Re: Recursive Descent vs. LALR bear@sonic.net (2003-06-25) |

Re: Recursive Descent vs. LALR cfc@shell01.TheWorld.com (Chris F Clark) (2003-07-02) |

Re: Recursive Descent vs. LALR kamalpr@yahoo.com (2003-07-03) |

Re: Recursive Descent vs. LALR John.M.Resler@Boeing.com (Boeing) (2003-07-04) |

Re: Recursive Descent vs. LALR bear@sonic.net (2003-07-04) |

From: | bear@sonic.net |

Newsgroups: | comp.compilers |

Date: | 25 Jun 2003 01:21:56 -0400 |

Organization: | ...disorganized... |

References: | 03-06-093 |

Keywords: | parse |

Posted-Date: | 25 Jun 2003 01:21:56 EDT |

John Resler wrote:

*>*

*> I got halfway through a compiler theory course a few years back and*

*> finances required dropping out of school. Since then I've been messing*

*> around with Parsing tools and the like and have been using JavaCC. It is*

*> a recursive descent parser and I understand a bit of the way a Recursive*

*> Descent Parser works versus bottom up parsing. I seem to recall a*

*> theorem that said any LALR(K) grammar could be rewritten to an LALR(1)*

*> grammar and another theorem that said Recursive Descent versus LALR(1)*

*> were equally capable. Can anyone shed some light on this? I am also*

*> curious if anyone knows anything about the JJTree tool? I subscribe to*

*> the JavaCC mailing list but even there, few individuals are aware of*

*> JJTree's capabilities and thus its uses. I'd appreciate any information*

*> anybody could give me. Thanks in advance.*

Any LALR(K) grammar can be rewritten as an LALR(1) grammar. The

number of nonterminals in the new grammar will be up to K! times the

number of nonterminals in the old grammar or less (usally considerably

less). Therefore, all of these languages are considered to be "level

3" languages (linear languages) in the Chomsky hierarchy. The process

of transforming an LALR(K) grammar into an LALR(1) grammar is called

"factoring". If you own the Dragon Book, it will show you several

examples of factoring.

Recursive descent to read a level 3 language can be implemented

without backtracking. However, there's a special case somewhere

between Chomsky's level 2 and level 3 (well, actually I guess it's a

special class of level 2 languages) that recursive descent without

backtracking can read, but which cannot be expressed as an LALR(K)

language for any constant K.

If you want to read level 2 languages (context-free languages)

_GIVEN ENTRIES_:
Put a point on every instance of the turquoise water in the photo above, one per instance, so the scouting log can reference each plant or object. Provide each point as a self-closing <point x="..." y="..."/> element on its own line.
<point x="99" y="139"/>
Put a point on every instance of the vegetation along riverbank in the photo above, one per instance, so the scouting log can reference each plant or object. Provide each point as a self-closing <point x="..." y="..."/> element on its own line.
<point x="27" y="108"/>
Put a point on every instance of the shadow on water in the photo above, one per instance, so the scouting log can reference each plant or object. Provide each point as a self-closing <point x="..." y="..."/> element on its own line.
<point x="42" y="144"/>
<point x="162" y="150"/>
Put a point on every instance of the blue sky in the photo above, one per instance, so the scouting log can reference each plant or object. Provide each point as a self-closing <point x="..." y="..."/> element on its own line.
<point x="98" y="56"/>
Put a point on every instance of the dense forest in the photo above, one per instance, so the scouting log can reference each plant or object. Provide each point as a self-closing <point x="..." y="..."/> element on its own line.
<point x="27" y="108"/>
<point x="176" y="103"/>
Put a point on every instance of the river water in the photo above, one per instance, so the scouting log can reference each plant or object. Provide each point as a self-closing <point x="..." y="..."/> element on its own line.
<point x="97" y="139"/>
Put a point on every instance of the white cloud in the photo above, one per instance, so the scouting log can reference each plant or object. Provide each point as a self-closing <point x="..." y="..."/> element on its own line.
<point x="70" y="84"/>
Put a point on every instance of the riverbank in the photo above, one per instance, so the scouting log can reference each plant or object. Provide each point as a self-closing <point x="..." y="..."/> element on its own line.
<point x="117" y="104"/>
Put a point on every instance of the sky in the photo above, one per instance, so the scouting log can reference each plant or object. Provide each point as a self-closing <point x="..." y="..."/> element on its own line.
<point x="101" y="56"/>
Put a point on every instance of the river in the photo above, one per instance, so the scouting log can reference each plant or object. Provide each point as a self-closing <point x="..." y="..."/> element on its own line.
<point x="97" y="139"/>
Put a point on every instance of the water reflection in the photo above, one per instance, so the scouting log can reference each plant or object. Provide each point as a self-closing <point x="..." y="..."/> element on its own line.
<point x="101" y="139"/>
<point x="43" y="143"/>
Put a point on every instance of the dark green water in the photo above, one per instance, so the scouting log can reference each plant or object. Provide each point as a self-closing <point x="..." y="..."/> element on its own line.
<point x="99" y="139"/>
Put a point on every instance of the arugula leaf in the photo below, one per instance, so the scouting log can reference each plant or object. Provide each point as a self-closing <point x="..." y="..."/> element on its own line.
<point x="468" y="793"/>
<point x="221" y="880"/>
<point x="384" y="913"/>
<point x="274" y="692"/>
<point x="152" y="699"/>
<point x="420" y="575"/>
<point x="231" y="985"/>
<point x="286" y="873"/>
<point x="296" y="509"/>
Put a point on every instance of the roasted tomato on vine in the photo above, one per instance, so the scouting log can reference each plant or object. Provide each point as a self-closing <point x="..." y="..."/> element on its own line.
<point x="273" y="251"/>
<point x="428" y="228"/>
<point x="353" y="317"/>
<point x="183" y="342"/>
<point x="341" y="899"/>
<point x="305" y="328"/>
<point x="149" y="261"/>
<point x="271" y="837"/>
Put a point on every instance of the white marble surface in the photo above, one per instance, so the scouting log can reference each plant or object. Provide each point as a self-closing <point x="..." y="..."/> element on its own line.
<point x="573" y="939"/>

_PROBLEM SET_:
1: Summarize the newsgroup post on recursive descent versus LALR in two sentences.
2: Reproduce the part of the newsgroup post starting with "special class of" and going on through "any constant K.".

_WRITTEN ANSWERS_:
1: John Resler asks whether any LALR(K) grammar can be rewritten as an LALR(1) grammar, whether recursive descent and LALR(1) are equally capable, and what anyone knows about the JJTree tool. The reply states that any LALR(K) grammar can be rewritten as an LALR(1) grammar through a process called factoring, and that recursive descent without backtracking can read level 3 languages as well as a special class of level 2 languages that cannot be expressed as LALR(K) for any constant K.

2:
special class of level 2 languages) that recursive descent without

backtracking can read, but which cannot be expressed as an LALR(K)

language for any constant K.